▶ _PROMPT_
Each of the lines below must be restated exactly.

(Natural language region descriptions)
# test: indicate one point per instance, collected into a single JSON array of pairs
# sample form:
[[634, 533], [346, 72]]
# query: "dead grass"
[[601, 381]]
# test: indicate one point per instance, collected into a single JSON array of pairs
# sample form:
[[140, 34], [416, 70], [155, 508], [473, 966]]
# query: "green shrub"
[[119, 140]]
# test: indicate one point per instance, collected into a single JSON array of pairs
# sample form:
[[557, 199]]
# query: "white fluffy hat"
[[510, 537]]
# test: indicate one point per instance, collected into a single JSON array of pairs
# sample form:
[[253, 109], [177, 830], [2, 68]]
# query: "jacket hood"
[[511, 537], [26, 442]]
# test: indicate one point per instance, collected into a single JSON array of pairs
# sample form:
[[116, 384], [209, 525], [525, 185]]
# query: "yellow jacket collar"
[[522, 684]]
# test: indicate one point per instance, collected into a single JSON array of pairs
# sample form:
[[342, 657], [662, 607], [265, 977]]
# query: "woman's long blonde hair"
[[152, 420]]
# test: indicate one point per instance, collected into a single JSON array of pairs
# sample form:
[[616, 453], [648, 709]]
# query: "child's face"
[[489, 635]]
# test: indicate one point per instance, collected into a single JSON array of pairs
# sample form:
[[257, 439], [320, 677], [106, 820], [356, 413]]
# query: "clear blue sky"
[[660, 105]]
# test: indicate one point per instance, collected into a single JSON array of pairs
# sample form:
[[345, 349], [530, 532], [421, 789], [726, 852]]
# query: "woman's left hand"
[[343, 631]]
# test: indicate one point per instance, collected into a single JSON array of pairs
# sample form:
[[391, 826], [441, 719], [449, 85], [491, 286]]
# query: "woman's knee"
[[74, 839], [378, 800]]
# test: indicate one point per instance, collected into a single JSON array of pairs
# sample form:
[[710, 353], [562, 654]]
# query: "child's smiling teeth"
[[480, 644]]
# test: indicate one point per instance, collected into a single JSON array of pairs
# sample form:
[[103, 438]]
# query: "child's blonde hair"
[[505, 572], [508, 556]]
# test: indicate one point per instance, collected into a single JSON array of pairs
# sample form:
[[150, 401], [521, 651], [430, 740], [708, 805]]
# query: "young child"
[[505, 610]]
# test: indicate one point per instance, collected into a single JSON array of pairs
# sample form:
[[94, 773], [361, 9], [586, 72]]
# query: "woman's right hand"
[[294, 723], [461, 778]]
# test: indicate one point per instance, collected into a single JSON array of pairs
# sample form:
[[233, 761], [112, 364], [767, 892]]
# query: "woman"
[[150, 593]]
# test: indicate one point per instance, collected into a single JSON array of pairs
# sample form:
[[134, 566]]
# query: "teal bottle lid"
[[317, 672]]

▶ _SOLUTION_
# test: indicate one point per instance, collected into a single JSON array of pairs
# sample form:
[[634, 533], [346, 72]]
# query: "dead grass"
[[601, 381]]
# test: indicate one point per instance, collected into a single JSON array of pairs
# sample form:
[[140, 34], [416, 70], [155, 508], [473, 966]]
# query: "green shrub"
[[119, 140]]
# test: indicate one point per instance, collected into a single JSON array of pairs
# sample form:
[[557, 199]]
# query: "white fluffy hat"
[[510, 537]]
# test: indicate one point per instance, collected into a single JSON array of pairs
# sample form:
[[253, 109], [177, 830], [2, 68]]
# query: "jacket hood"
[[511, 537], [26, 442]]
# test: indicate one point per instance, collected into a single JSON array of pairs
# sample form:
[[116, 384], [209, 525], [525, 185]]
# query: "yellow jacket collar"
[[522, 684]]
# test: indicate one point per instance, collected into a single JSON array of pairs
# sample form:
[[342, 657], [662, 607], [265, 977]]
# query: "woman's long blonde hair"
[[152, 420]]
# test: indicate one point per instance, collected into a single JSON array of pairs
# sample form:
[[616, 453], [648, 709]]
# query: "child's face"
[[489, 635]]
# test: indicate one point per instance, collected into a single JSON array of pairs
# sample form:
[[257, 439], [320, 677], [106, 820], [356, 413]]
# query: "clear blue sky"
[[660, 105]]
# test: indicate one point per instance, collected into a single JSON array of pairs
# sample form:
[[345, 349], [530, 532], [421, 789], [726, 852]]
# query: "woman's left hand"
[[343, 631]]
# test: indicate one point per instance, collected into a single JSON array of pairs
# sample form:
[[391, 826], [441, 719], [449, 85], [491, 286]]
# query: "woman's knee"
[[74, 839], [378, 800]]
# test: indicate one point per instance, collected into a single JSON array of pairs
# sample form:
[[710, 353], [562, 654]]
# query: "child's smiling teeth"
[[480, 644]]
# test: indicate one point per instance, collected into a single JSON array of pairs
# sample form:
[[103, 438]]
# query: "child's blonde hair"
[[505, 572], [508, 556]]
# test: indicate one point per instance, collected into a single JSON array of pairs
# sample form:
[[150, 401], [521, 651], [430, 740], [708, 805]]
# query: "young child"
[[505, 610]]
# test: indicate one point per instance, collected into a single JSON array of pairs
# sample form:
[[94, 773], [361, 9], [586, 72]]
# query: "woman's right hand"
[[294, 723], [461, 778]]
# test: indicate one point per instance, collected into a single JSON array of pairs
# sample form:
[[233, 761], [112, 364], [767, 892]]
# query: "woman"
[[150, 593]]
# test: indicate one point per instance, collected into a single JSON array of pairs
# sample form:
[[134, 566]]
# query: "teal bottle lid"
[[317, 672]]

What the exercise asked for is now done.